*TEXT SHOWN*
Dryers for Sale at Kelly's: Find the Right Dryer for Your Oregon Home
A reliable dryer is what turns laundry from a chore into a routine. Kelly's has been a family-owned Oregon retailer since 1974, and our laundry category includes one of the largest dryer selections in the Willamette Valley and Southern Oregon, with gas dryers, electric dryers, heat pump dryers, ventless dryers, and matching dryers for laundry pairs.
Shop Dryers by Type
Dryers fall into three main types at Kelly's, and which one fits depends mostly on the hookups you have and how much you dry at a time.
- Electric Dryers: Run on a standard 240V outlet (or 120V on select ventless models) and are easier to install than gas because no gas line is required.
- Gas Dryers: Heat up faster and often cost less to run if natural gas is cheaper than electricity in your part of Oregon. Requires a gas hookup near the dryer.
- Portable Dryers: Compact, vent-free dryers built for spaces where a full-size dryer will not fit.
| Electric Dryers | Gas Dryers | Portable Dryers | |
| Install | 240V outlet, most need a vent (heat pump and condenser variants are ventless) | Gas hookup plus a vent |
|
| Capacity | Around 4.0 to 9.0 cu ft | Around 7.0 to 9.0 cu ft | Around 1.5 to 4.3 cu ft |
| Drying time | Standard | Fastest | Slower per load |
| Best for | Most Oregon homes with an existing dryer outlet and vent | Homes with a gas hookup that want the fastest cycles | Apartments, RVs, ADUs, dorms, and small laundry spaces |
What to Consider When Buying a New Dryer
Picking the right dryer comes down to four things: your hookups, your capacity needs, your venting situation, and the features that actually make a difference. Here is how each one shapes the decision.

*EXTRACTED DATA*

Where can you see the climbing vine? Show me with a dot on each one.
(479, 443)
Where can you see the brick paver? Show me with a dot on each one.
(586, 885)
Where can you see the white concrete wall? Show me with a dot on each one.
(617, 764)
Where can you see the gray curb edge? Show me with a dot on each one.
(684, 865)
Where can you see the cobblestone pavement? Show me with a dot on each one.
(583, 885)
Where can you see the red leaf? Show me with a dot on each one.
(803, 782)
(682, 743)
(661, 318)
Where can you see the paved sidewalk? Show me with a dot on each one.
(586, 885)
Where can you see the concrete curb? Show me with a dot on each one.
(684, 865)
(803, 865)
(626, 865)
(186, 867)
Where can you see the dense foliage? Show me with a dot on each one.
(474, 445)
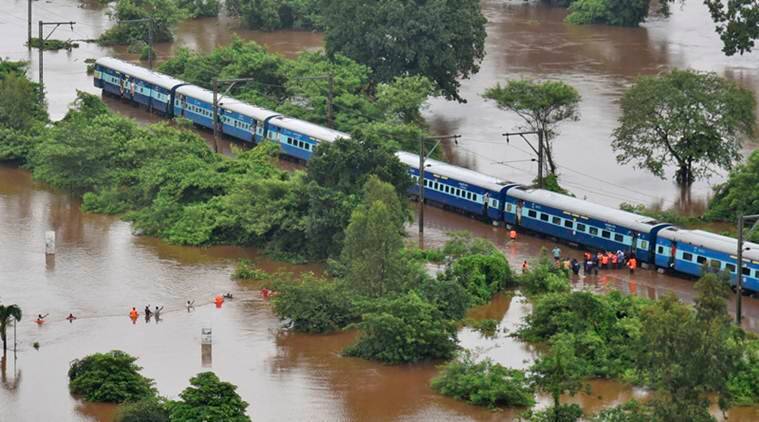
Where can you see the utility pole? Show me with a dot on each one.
(538, 151)
(739, 270)
(150, 36)
(42, 47)
(215, 86)
(330, 78)
(422, 159)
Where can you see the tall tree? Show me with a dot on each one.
(443, 40)
(693, 120)
(737, 23)
(7, 314)
(373, 242)
(542, 106)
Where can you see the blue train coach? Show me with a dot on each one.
(122, 79)
(582, 222)
(458, 188)
(695, 251)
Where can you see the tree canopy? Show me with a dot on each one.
(441, 39)
(689, 119)
(542, 106)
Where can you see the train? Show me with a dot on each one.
(597, 227)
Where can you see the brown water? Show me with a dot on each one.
(101, 269)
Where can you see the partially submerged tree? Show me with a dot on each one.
(442, 40)
(693, 120)
(542, 106)
(8, 314)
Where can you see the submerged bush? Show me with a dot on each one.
(111, 377)
(484, 383)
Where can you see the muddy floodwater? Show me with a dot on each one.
(101, 269)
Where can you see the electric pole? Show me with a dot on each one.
(41, 47)
(422, 159)
(538, 151)
(739, 270)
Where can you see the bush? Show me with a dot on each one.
(313, 305)
(484, 383)
(111, 377)
(402, 330)
(142, 411)
(208, 399)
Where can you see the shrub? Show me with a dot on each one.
(111, 377)
(404, 329)
(484, 383)
(313, 305)
(142, 411)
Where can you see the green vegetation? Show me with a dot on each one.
(208, 399)
(542, 106)
(484, 383)
(111, 377)
(690, 119)
(445, 43)
(8, 313)
(53, 44)
(737, 23)
(150, 410)
(269, 15)
(402, 330)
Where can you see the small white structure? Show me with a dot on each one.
(50, 242)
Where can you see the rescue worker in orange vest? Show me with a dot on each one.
(632, 263)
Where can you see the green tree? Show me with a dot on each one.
(439, 39)
(484, 383)
(559, 371)
(150, 410)
(165, 14)
(402, 330)
(208, 399)
(111, 377)
(542, 106)
(690, 119)
(8, 313)
(374, 265)
(737, 23)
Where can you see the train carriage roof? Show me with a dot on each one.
(139, 72)
(711, 241)
(303, 127)
(454, 172)
(573, 205)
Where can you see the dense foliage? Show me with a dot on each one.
(484, 383)
(692, 120)
(388, 113)
(542, 106)
(402, 330)
(439, 39)
(208, 399)
(111, 377)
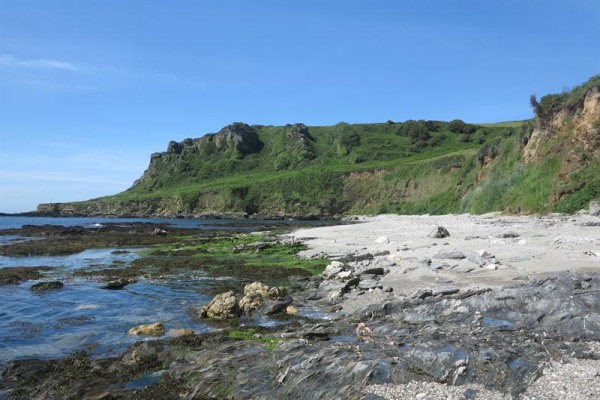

*REQUIRED WORK*
A) From the Kelly's dryer page, extract the passage from "- Electric Dryers: Run" up to and including "will not fit.".
B) According to the Kelly's dryer page, since what year has Kelly's been a family-owned Oregon retailer?
C) Write what follows the final sentence of the Kelly's dryer page.

*RESPONSES IN ORDER*
A)
- Electric Dryers: Run on a standard 240V outlet (or 120V on select ventless models) and are easier to install than gas because no gas line is required.
- Gas Dryers: Heat up faster and often cost less to run if natural gas is cheaper than electricity in your part of Oregon. Requires a gas hookup near the dryer.
- Portable Dryers: Compact, vent-free dryers built for spaces where a full-size dryer will not fit.

B) Since 1974.

C)
Fuel Type and Hookups
Start with what you already have. If your laundry room has a 240V dryer outlet and no gas line, an electric dryer is the simpler swap. If you have a gas hookup, a gas dryer will heat up faster and typically cost less per cycle to run. Heat pump dryers usually run on a standard 120V outlet, which makes them the easiest install of any dryer type if you do not have a 240V circuit. Learn more about the difference between heat pump and condenser dryers on our blog.
Size and Capacity
Match your dryer capacity to your washer and your lifestyle. A washer in the 4.5 to 5.0 cubic foot range pairs with a dryer in the 7.0 to 7.4 cubic foot range. A family of five or larger or anyone drying king-size bedding regularly should look at 8.0 cubic feet or more. Undersized dryers are the single most common reason customers replace them within five years.
Ventilation
Most dryers require an external vent. Heat pump and condenser dryers do not, which makes them the right answer for condos, ADUs, and finished basements without a clean route to the outside. If you have an existing vent, have it cleaned before installing a new dryer. Lint buildup behind a vented dryer is the leading cause of dryer fires nationally.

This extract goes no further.